[Task data]

☆ ☆ ☆ ☆

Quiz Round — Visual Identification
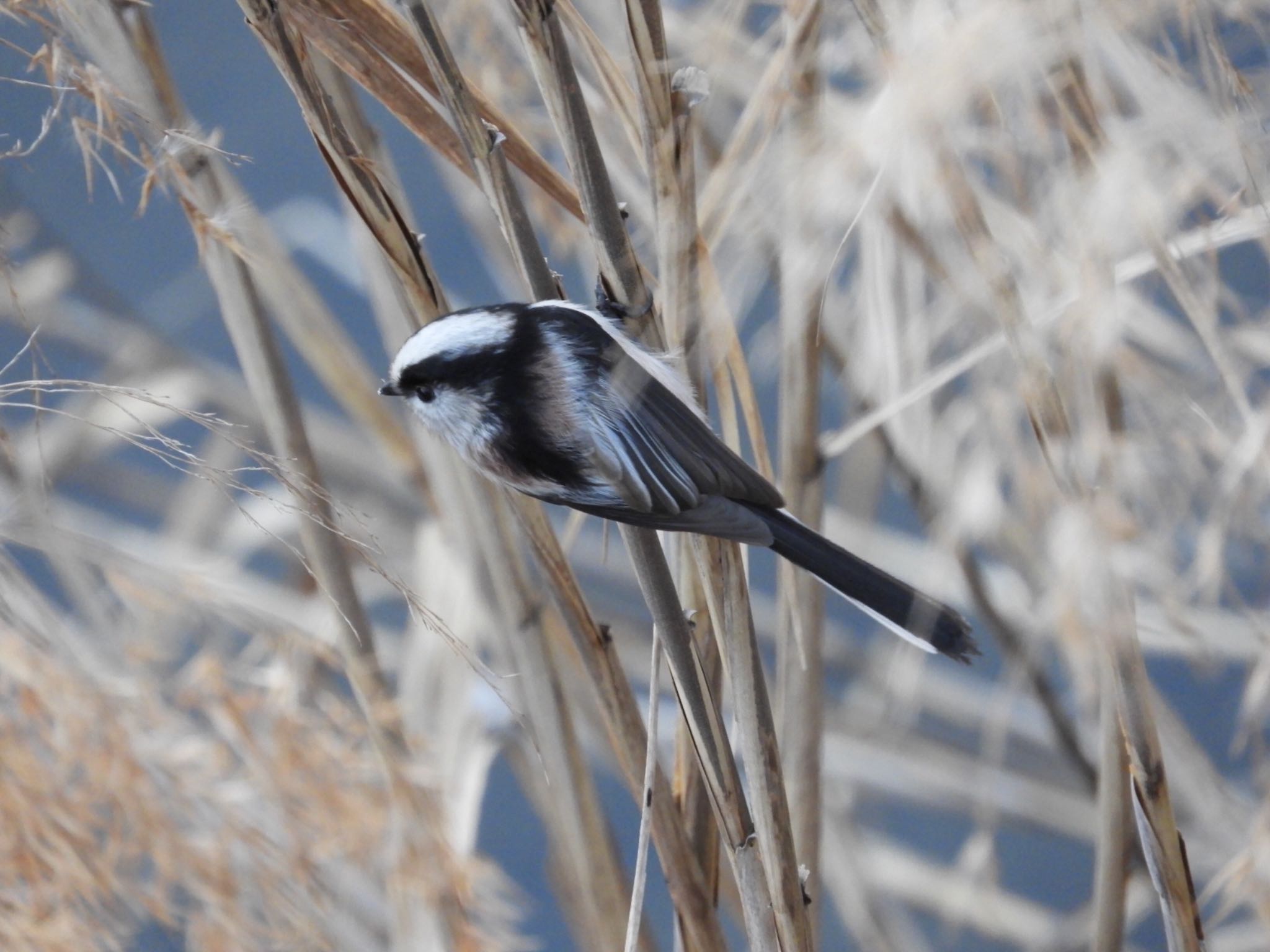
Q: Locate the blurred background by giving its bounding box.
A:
[0,0,1270,952]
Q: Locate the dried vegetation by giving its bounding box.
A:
[0,0,1270,952]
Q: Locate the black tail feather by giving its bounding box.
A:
[738,500,979,664]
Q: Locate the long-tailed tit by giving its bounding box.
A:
[380,299,978,661]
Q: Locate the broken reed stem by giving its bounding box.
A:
[776,0,825,935]
[623,625,662,952]
[941,145,1204,952]
[618,524,781,952]
[517,500,725,952]
[285,0,582,218]
[513,0,652,317]
[1090,658,1130,952]
[692,536,813,952]
[505,0,801,946]
[245,18,646,945]
[381,0,722,950]
[397,0,556,301]
[50,0,482,948]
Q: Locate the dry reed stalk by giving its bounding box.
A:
[776,0,824,935]
[0,0,1270,952]
[36,0,482,948]
[286,0,582,217]
[239,10,652,948]
[332,2,731,942]
[1090,665,1130,952]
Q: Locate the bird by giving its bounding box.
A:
[380,291,979,663]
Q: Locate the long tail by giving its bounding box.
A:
[738,500,979,664]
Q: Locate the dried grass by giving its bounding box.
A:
[0,0,1270,952]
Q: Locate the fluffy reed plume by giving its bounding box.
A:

☆ ☆ ☆ ☆

[What is asked] Copy the listing verbatim from its first line through the line containing "[380,299,978,661]", leaving out the pictures.

[The result]
Quiz Round — Visual Identification
Q: Locate the blurred background by giving its bounding box.
A:
[0,0,1270,952]
Q: Locate the dried vegetation by giving its bounding box.
A:
[0,0,1270,952]
Q: Locate the black tail feather by giving its bounding box.
A:
[738,500,979,664]
Q: Locate the long-tailed tit by giving its bounding box.
A:
[380,299,978,661]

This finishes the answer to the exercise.